• [MATERIAL SHOWN]
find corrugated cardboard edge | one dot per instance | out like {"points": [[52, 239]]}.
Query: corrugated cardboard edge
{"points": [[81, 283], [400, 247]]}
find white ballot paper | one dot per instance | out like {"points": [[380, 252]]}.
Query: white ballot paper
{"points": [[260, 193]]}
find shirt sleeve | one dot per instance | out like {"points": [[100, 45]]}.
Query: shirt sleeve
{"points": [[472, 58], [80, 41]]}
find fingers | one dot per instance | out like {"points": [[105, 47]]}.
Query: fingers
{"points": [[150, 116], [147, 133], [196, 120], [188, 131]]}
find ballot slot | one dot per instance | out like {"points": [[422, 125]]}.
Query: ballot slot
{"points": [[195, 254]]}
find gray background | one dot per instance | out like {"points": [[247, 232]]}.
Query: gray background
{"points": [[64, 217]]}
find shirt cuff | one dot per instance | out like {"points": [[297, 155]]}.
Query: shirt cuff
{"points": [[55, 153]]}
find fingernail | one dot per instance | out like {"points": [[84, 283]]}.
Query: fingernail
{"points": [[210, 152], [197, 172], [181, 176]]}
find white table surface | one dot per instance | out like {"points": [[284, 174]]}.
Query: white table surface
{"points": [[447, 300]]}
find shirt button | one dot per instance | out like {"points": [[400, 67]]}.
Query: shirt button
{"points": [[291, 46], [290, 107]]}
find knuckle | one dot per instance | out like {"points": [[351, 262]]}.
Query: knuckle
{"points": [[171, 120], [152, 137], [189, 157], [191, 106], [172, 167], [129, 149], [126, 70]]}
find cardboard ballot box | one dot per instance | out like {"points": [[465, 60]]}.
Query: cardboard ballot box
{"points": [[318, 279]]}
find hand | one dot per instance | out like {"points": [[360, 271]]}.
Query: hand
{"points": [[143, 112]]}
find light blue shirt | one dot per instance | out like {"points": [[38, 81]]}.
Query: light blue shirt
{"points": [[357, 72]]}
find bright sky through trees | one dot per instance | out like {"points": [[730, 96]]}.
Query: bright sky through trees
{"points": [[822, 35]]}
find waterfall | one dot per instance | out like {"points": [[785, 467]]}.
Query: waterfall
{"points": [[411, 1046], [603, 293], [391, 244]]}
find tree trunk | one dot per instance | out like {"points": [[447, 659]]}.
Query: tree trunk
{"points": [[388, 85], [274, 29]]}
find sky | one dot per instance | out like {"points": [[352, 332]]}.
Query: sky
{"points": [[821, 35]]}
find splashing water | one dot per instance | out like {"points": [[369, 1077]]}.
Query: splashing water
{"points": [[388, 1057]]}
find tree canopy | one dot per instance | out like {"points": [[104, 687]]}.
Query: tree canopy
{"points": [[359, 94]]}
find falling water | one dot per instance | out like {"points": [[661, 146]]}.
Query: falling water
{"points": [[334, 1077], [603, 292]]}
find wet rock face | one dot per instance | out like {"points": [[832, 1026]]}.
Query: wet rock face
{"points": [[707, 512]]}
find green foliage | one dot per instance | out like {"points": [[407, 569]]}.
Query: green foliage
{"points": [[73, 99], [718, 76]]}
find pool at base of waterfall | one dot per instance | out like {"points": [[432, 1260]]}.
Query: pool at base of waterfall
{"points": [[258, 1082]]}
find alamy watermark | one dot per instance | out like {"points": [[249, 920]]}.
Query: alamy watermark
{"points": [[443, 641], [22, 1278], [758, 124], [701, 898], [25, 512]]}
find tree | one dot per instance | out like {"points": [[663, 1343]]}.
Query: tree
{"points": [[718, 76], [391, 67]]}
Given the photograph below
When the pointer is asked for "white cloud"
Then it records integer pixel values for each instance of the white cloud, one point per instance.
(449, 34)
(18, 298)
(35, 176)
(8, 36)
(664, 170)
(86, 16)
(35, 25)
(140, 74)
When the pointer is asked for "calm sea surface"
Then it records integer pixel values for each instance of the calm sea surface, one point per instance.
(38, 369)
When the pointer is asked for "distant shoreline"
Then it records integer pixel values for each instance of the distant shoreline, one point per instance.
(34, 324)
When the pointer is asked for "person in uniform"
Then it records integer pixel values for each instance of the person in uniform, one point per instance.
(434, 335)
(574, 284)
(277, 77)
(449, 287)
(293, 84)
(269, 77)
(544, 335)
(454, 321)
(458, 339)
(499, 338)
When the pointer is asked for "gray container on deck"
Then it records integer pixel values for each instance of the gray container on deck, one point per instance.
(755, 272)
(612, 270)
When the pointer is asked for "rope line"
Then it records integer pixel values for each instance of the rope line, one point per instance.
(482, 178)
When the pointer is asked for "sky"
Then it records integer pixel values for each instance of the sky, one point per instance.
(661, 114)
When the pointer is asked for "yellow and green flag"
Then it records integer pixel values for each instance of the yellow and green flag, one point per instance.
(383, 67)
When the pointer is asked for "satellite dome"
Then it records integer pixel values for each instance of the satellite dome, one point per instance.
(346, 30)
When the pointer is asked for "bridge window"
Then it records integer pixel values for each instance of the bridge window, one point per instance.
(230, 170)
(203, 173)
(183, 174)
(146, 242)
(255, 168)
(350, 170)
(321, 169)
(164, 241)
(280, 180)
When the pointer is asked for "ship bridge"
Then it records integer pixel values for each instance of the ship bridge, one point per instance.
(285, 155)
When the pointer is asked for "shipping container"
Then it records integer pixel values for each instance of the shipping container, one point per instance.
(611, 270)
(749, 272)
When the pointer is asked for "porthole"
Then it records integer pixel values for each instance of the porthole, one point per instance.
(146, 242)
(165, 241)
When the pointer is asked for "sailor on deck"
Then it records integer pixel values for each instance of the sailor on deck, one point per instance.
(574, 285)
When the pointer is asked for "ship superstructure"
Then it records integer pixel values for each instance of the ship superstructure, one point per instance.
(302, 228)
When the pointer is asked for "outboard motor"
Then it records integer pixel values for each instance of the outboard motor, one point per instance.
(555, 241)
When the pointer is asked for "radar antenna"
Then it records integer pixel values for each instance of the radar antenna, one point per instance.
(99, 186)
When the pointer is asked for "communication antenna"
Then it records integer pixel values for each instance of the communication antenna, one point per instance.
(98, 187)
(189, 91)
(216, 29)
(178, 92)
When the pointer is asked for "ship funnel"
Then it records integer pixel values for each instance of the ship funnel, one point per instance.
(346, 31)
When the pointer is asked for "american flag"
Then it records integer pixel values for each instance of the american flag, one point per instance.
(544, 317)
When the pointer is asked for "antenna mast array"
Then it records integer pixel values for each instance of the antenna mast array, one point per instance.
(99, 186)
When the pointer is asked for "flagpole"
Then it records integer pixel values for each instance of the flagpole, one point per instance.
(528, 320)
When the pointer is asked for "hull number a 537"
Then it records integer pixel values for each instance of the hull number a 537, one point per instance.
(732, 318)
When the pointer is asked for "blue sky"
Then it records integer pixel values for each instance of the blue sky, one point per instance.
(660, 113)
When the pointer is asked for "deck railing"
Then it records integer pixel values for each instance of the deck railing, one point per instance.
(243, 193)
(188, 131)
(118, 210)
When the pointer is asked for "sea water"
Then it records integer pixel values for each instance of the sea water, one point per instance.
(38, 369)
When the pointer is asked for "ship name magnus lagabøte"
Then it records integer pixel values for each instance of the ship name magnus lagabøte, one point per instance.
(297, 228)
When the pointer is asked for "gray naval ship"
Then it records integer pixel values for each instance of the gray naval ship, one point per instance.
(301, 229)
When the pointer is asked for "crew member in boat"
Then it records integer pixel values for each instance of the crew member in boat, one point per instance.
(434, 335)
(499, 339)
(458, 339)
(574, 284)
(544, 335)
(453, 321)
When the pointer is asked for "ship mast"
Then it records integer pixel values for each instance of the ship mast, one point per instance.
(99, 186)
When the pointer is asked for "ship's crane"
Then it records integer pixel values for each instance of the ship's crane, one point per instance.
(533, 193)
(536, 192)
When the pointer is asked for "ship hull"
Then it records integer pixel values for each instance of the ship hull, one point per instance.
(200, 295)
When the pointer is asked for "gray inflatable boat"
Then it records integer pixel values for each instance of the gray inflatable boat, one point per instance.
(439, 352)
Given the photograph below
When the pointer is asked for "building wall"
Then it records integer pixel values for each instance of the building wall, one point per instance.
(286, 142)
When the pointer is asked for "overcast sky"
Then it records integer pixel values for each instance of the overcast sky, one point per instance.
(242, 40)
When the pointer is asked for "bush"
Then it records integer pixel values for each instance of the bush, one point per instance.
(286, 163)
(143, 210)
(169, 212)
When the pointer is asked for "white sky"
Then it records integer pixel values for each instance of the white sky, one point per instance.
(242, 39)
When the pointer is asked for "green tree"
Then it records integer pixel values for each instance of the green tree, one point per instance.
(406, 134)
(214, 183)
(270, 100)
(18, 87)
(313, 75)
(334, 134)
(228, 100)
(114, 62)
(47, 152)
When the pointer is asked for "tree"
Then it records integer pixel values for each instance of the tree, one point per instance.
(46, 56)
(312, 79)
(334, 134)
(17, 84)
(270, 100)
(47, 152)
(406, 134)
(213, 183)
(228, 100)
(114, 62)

• [DIRECTIONS FOR THIS TASK]
Please pick out every line of the items above that contains the word "wall", treating uppercase and lowercase as different.

• [EXERCISE SOLUTION]
When the pointer is asked for "building wall"
Then it records integer pixel values for each instance of the building wall, one point per instance.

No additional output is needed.